Starting at the line that contains "In the photo above, where can the primary" and continuing to the end of the data below, copy the lines again with "primary flight feather" swapped for "long wing feather" and nothing else altered.

[Data on where objects are located]
········
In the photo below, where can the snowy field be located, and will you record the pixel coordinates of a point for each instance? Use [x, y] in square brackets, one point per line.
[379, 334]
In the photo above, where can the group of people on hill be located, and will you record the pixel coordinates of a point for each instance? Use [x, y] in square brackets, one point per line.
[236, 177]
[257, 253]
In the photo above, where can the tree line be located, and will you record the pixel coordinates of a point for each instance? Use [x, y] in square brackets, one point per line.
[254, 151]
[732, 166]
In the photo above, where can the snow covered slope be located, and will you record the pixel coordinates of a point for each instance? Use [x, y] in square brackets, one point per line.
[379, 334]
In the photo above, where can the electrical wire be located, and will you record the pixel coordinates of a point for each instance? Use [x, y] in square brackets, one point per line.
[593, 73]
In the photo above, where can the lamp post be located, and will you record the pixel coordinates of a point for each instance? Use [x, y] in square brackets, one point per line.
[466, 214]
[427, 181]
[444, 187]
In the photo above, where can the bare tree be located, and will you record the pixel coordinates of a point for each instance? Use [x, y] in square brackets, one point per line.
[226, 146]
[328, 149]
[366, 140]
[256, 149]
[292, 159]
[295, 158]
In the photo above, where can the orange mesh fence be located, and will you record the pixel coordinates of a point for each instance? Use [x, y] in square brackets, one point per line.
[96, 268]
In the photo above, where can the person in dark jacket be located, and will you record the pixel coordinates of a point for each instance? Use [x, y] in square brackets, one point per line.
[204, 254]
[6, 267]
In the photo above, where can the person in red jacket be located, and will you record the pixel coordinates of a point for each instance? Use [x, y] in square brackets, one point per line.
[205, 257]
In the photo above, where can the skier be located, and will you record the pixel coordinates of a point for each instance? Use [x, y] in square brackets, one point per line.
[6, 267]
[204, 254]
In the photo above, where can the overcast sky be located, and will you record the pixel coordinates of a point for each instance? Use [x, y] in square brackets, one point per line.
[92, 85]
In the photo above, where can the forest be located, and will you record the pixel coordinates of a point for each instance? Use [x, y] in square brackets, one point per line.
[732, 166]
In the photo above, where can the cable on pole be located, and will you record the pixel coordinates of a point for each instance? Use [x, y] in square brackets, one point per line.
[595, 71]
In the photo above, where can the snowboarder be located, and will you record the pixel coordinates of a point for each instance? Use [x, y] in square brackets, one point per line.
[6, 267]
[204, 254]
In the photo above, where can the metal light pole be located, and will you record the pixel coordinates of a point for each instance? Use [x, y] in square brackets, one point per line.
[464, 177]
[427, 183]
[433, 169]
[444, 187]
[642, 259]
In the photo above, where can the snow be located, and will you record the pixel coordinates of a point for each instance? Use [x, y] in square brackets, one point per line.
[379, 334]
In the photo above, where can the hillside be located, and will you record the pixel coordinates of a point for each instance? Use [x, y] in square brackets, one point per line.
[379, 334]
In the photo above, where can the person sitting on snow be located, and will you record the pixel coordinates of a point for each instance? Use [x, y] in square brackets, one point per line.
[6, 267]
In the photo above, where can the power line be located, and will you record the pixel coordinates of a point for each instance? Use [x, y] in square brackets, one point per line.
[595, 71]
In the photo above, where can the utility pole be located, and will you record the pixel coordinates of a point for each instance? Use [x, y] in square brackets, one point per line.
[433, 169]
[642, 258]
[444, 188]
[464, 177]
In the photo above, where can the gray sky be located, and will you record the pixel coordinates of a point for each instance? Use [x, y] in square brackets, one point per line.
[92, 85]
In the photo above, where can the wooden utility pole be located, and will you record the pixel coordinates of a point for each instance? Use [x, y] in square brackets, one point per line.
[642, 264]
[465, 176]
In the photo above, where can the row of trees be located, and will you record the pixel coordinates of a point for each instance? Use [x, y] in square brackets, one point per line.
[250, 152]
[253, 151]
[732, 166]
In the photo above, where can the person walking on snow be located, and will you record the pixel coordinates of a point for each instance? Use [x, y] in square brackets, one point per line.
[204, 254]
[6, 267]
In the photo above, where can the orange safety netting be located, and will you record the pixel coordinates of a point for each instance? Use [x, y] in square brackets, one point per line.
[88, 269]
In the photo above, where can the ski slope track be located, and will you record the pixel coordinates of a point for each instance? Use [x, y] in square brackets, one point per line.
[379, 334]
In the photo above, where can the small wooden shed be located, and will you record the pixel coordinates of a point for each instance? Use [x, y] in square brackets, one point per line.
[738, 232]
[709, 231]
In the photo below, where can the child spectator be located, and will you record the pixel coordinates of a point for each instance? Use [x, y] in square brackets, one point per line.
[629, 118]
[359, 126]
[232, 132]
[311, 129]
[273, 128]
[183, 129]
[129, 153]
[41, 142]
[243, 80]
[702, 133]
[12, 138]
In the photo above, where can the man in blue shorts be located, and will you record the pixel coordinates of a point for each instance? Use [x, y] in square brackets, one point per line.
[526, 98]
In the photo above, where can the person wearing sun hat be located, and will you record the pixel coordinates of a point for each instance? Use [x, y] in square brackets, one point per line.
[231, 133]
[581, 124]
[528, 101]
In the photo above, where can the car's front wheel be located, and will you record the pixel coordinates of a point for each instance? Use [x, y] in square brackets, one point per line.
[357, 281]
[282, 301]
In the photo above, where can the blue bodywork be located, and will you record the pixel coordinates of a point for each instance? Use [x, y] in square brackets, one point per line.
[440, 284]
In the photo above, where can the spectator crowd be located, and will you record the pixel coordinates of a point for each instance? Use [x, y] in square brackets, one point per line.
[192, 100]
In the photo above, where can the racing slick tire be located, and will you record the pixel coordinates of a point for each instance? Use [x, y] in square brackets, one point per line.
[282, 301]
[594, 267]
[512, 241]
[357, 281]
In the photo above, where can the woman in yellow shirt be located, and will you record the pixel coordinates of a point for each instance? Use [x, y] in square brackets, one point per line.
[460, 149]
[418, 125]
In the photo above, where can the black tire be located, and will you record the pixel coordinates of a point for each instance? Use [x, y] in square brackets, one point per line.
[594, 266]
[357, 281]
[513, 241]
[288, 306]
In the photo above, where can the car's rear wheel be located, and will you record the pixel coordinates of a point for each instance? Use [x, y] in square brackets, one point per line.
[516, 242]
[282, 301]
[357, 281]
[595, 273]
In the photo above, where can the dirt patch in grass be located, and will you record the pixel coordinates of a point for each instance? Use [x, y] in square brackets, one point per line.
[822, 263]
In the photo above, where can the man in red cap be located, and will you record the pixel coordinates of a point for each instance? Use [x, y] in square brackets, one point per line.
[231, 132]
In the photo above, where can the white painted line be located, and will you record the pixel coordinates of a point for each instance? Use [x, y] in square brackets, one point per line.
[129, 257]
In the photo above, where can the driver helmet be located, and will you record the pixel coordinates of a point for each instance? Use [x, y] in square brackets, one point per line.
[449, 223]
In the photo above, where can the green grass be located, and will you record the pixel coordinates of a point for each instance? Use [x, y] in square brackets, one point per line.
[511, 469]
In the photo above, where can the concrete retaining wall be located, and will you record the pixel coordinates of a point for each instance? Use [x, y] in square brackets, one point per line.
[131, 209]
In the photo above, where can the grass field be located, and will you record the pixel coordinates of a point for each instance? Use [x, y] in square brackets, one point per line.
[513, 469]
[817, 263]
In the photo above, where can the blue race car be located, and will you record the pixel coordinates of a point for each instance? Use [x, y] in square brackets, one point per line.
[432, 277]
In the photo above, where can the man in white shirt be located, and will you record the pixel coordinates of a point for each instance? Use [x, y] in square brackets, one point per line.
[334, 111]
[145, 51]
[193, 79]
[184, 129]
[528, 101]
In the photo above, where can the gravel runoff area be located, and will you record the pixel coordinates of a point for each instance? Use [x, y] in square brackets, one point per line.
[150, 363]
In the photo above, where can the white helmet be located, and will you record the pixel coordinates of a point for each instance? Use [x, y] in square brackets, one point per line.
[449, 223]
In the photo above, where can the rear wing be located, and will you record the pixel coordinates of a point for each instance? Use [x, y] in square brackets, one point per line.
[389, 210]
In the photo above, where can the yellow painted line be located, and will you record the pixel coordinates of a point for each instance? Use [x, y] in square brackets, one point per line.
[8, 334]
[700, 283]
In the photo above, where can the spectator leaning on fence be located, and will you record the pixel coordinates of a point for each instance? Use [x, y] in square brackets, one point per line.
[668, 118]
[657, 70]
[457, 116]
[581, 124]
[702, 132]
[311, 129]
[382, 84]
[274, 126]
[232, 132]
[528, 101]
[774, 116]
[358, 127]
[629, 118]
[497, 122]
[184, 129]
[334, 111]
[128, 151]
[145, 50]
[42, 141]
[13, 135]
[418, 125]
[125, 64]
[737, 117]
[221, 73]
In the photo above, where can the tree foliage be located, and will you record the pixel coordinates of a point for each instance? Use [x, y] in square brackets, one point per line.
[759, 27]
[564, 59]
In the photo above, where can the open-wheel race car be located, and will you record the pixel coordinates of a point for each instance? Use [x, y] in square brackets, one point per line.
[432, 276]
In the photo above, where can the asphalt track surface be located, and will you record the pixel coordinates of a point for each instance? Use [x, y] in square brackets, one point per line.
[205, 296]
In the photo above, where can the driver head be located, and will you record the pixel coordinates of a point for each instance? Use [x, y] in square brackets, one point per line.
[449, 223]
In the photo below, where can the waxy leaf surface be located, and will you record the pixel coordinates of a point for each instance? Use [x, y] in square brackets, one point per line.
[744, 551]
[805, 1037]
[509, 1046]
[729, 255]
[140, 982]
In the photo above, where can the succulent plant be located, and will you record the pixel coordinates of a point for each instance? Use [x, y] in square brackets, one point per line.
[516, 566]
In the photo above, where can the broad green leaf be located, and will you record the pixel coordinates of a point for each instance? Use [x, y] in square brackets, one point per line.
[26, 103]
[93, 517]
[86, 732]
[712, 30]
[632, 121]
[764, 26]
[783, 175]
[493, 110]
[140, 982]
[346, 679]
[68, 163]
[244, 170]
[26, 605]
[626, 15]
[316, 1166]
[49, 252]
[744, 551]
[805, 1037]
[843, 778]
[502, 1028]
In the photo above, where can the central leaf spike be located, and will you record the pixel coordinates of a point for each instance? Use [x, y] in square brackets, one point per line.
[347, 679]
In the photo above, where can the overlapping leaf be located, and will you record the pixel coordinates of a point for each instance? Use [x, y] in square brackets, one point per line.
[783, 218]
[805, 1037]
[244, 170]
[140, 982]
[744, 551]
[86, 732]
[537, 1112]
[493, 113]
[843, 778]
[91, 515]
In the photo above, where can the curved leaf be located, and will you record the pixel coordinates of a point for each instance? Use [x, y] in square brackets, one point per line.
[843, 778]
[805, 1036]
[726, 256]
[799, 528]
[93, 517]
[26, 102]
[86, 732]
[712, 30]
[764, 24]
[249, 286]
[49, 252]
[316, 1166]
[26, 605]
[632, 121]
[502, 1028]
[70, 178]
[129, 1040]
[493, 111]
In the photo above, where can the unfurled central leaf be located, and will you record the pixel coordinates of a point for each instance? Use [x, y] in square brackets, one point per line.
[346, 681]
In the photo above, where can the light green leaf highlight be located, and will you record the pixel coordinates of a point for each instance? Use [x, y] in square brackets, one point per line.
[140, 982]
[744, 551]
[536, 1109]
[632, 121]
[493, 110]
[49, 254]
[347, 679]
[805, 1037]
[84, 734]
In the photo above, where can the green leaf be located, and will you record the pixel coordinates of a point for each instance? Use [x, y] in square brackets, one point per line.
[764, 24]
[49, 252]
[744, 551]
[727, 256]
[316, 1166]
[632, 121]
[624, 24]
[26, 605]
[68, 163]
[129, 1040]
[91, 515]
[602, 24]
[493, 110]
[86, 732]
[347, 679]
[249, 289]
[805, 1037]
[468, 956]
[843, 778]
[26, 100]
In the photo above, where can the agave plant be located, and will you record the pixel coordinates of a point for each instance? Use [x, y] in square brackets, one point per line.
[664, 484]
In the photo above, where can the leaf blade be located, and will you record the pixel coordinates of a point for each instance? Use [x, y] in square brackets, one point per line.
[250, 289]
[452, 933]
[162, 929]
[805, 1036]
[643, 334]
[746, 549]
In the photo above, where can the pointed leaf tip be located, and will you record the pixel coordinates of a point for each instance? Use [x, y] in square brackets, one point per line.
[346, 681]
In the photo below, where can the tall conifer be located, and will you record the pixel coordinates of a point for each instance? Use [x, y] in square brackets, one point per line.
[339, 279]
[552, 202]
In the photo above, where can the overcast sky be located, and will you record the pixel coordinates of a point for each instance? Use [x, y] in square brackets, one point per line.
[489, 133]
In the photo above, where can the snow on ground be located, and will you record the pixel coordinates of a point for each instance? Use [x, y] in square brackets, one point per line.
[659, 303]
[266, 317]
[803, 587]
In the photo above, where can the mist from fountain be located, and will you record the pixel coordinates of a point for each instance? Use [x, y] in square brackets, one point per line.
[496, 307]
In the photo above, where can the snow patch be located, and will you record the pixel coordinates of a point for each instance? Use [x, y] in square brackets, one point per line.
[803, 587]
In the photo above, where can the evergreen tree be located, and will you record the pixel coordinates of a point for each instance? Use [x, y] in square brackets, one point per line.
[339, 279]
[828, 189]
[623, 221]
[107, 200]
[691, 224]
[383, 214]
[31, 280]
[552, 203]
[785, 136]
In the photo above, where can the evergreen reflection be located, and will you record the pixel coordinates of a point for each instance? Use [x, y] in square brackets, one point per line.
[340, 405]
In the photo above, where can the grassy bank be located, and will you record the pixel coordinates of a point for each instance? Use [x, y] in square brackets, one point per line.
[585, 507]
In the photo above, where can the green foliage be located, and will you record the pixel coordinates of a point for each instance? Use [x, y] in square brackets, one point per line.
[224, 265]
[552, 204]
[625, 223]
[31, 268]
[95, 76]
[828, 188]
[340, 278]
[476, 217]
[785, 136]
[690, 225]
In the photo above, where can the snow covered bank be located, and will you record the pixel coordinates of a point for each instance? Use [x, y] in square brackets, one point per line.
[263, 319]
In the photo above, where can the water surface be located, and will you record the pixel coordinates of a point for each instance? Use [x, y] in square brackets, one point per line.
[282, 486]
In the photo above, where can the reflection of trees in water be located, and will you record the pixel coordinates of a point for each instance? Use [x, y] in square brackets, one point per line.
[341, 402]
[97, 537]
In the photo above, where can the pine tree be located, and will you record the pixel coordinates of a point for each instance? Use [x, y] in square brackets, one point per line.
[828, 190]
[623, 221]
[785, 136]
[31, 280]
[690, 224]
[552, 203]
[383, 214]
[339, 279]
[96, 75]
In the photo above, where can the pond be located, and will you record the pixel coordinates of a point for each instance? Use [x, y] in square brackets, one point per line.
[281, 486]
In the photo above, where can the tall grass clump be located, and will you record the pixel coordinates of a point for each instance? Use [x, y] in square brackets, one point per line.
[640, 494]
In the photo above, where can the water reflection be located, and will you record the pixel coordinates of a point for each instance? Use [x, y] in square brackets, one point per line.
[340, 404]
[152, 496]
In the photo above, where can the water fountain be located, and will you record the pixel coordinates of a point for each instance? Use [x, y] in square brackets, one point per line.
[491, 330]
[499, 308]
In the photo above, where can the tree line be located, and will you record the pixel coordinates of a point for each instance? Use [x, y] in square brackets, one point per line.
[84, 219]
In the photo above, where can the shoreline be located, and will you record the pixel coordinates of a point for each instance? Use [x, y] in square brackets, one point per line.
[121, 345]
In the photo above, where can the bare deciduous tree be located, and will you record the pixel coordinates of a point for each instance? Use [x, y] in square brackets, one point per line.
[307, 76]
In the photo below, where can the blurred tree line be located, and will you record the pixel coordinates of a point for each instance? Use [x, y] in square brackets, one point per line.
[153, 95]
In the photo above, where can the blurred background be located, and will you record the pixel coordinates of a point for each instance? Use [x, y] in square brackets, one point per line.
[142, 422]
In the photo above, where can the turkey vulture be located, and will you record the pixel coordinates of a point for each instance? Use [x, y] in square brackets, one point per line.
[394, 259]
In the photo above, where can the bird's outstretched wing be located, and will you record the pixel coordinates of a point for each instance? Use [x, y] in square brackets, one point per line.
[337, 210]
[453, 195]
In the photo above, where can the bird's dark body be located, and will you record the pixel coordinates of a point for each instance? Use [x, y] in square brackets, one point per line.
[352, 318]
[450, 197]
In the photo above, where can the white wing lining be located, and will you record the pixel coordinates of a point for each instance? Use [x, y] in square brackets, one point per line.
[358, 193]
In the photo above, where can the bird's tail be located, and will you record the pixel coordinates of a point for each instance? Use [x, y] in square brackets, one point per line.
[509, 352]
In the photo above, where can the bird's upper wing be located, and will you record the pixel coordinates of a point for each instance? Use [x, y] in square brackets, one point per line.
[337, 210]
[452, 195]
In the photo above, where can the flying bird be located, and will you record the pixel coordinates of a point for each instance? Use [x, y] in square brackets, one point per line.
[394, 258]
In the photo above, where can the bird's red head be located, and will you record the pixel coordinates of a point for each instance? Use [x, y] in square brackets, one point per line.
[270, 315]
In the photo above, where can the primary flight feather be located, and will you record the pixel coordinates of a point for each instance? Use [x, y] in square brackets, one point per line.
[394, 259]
········
## TASK RESULT
In the photo above, where can the long wing feather be located, and will you record the pixel coordinates of a point for each instance? Use [x, y] in square brackets, one point per line.
[394, 259]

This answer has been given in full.